- _Text to read_
This approach eliminates the need for server-side resizing or re-compression. The "transcoding" process is replaced by efficient binary slicing (demuxing), drastically reducing server CPU load and storage requirements.

One Mode

The One mode is designed for scenarios where speed is the top priority. Unlike the default multi-resolution format, it stores the image as a single data layer without a progressive structure. This reduces processing overhead for both encoding and decoding while maintaining the same image quality.

DATA LAYOUT

                                     VEIF File Structure (Default)
+--------------------------------------------------------------------------------+
|                                         Container                              |
+--------------------------+--------------------------+--------------------------+
|          Layer 0         |          Layer 1         |          Layer 2         |
+-------------+------------+-------------+------------+-------------+------------+
| Size (4B)   | Body (N)   | Size (4B)   | Body (N)   | Size (4B)   | Body (N)   |
| UInt32 BE   |            | UInt32 BE   |            | UInt32 BE   |            |
+-------------+------------+-------------+------------+-------------+------------+

                                     VEIF File Structure (One Mode)

- _Extracted data_
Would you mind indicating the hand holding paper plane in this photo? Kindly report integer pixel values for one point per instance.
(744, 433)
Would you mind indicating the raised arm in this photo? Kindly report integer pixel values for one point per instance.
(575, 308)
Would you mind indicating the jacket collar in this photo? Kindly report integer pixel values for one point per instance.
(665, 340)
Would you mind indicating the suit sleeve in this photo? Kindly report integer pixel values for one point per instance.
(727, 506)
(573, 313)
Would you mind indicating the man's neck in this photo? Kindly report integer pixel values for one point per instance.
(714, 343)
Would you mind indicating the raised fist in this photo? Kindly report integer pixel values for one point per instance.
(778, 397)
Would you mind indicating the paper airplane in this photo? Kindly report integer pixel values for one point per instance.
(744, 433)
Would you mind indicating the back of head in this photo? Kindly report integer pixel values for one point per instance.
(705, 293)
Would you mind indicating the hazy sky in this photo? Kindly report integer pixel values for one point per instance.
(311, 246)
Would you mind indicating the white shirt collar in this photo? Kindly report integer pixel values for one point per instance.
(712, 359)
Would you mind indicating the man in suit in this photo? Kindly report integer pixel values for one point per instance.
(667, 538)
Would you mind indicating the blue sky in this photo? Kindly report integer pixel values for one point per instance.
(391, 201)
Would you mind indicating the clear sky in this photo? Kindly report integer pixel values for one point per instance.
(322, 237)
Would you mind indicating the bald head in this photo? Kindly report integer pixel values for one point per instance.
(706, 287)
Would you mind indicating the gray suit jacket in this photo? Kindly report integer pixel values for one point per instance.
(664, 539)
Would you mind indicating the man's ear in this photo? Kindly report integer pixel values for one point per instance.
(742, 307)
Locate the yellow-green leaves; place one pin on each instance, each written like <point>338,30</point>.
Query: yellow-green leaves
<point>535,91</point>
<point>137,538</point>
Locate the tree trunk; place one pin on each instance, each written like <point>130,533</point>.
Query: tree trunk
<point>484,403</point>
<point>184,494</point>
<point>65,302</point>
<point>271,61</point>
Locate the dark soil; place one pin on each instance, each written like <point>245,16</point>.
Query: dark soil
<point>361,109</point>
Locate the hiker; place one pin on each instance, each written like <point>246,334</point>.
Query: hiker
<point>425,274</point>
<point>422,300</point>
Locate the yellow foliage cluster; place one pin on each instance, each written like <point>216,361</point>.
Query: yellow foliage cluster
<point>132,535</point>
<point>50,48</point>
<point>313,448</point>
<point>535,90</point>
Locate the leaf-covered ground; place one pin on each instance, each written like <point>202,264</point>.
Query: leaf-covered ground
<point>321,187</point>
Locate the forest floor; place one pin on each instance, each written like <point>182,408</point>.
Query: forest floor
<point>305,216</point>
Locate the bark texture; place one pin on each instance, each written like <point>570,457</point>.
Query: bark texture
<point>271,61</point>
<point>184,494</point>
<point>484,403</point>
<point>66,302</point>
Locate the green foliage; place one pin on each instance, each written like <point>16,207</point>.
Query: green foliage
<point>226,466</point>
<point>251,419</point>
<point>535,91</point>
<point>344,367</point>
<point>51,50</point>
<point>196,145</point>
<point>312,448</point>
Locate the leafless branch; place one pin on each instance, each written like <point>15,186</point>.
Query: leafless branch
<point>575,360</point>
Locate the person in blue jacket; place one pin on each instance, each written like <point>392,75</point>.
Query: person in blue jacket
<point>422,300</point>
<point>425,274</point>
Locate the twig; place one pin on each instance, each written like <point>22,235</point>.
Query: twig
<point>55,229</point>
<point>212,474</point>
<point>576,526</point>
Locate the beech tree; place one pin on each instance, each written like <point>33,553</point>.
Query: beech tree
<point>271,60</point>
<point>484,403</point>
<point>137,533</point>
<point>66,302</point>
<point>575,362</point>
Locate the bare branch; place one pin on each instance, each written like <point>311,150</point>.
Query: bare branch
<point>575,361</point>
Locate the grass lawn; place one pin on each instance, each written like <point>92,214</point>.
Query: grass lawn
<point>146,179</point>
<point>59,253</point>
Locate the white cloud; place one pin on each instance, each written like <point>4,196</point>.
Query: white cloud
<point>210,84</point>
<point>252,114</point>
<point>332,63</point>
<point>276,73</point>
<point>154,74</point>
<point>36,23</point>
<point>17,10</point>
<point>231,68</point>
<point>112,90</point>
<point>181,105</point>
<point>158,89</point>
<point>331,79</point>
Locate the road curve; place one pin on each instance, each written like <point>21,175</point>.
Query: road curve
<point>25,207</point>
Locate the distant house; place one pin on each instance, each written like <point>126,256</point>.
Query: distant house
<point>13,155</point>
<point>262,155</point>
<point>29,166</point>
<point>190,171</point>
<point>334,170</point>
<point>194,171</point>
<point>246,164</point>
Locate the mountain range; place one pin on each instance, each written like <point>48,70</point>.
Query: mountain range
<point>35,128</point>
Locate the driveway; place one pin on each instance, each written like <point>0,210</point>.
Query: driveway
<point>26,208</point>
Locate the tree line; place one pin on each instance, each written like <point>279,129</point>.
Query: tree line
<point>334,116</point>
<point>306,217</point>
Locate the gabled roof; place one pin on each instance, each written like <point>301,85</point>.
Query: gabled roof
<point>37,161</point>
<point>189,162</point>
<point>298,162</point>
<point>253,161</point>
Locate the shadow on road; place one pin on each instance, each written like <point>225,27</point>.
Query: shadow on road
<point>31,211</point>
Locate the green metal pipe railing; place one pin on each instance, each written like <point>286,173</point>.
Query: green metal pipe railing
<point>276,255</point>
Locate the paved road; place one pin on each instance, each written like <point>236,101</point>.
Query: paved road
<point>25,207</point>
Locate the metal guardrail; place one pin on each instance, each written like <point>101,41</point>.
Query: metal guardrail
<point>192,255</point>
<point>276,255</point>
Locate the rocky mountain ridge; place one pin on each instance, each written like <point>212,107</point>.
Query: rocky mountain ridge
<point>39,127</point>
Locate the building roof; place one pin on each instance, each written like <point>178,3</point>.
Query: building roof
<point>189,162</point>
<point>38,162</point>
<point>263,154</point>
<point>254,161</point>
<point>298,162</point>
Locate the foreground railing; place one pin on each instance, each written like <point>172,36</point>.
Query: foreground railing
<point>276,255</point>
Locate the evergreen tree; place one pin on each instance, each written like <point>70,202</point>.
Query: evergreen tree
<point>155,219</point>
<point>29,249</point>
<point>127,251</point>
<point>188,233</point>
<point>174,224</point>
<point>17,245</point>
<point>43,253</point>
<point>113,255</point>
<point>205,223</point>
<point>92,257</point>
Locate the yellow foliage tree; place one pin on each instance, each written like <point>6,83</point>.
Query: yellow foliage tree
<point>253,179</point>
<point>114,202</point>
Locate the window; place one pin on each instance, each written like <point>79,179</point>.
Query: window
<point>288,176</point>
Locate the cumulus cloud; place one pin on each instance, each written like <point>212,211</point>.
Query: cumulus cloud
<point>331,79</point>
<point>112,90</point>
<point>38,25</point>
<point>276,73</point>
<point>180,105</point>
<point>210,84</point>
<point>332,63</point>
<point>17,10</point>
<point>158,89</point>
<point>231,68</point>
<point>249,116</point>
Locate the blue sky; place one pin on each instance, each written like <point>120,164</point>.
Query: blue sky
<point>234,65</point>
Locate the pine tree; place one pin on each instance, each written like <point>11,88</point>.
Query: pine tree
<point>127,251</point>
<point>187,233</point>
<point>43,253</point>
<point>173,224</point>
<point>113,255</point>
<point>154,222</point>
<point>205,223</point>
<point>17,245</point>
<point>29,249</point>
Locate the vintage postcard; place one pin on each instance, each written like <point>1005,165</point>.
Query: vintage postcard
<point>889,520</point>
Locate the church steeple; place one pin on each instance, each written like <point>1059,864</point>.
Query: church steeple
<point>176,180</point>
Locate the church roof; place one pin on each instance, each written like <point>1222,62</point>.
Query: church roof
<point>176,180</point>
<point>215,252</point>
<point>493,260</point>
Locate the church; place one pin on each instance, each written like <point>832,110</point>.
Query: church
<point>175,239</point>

- _Task requirements_
(1) According to the VEIF format text, what replaces the transcoding process?
(2) Decide whether each statement agrees with the VEIF format text. Give yes or no for each, and quote the words of the text that settle it.
(a) One mode stores the image as a single data layer.
(b) One mode gives up some image quality to gain speed.
(c) The approach needs server-side resizing.
(3) Carry the VEIF format text forward from its last line.

- _Expected answers_
(1) Efficient binary slicing (demuxing) replaces it.

(2)
(a) Yes: "it stores the image as a single data layer without a progressive structure"
(b) No: "while maintaining the same image quality"
(c) No: "This approach eliminates the need for server-side resizing or re-compression"

(3)
+--------------------------------------------------------------------------------+
|                                         Container                              |
+--------------------------+-----------------------------------------------------+
|          Layer 0         |
+-------------+------------+
| Size (4B)   | Body (N)   |
| UInt32 BE   |            |
+-------------+------------+

                                     Layer Body Structure
+--------------------------+-------------------------------------+---------------------------------+
|          Header          |              Metadata               |             Payload             |
+--------------+-----------+------------+------------+-----------+---------------------------------+
| Magic (4B)   | Layer(1B) | Width (2B) | Height(2B) | QStep(1B) |           See Below             |
| 'V''E''I''F' | 0 - 2     | UInt16 BE  | UInt16 BE  | UInt8     |                                 |
+--------------+-----------+------------+------------+-----------+---------------------------------+

                                     Payload Structure
+------------------------------------+------------------------------------+------------------------------------+
|              Y Plane               |              Cb Plane              |              Cr Plane              |
+------------+-----------------------+------------+-----------------------+------------+-----------------------+
| Count (2B) |       Blocks...       | Count (2B) |       Blocks...       | Count (2B) |       Blocks...       |
| UInt16 BE  | [Len(2B)+Data] * Count| UInt16 BE  | [Len(2B)+Data] * Count| UInt16 BE  | [Len(2B)+Data] * Count|
+------------+-----------------------+------------+-----------------------+------------+-----------------------+

Performance

Layer Resolution Size Image
Layer0 1/4 4.74KB Layer0
Layer1 1/2 11.81KB Layer1
Layer2 1 28.34KB Layer2
One(no layer) 1 40.44KB One
original 1 213.68KB original

Quality (Size vs MS-SSIM)

compare size mm-ssim

Speed (Time vs MS-SSIM)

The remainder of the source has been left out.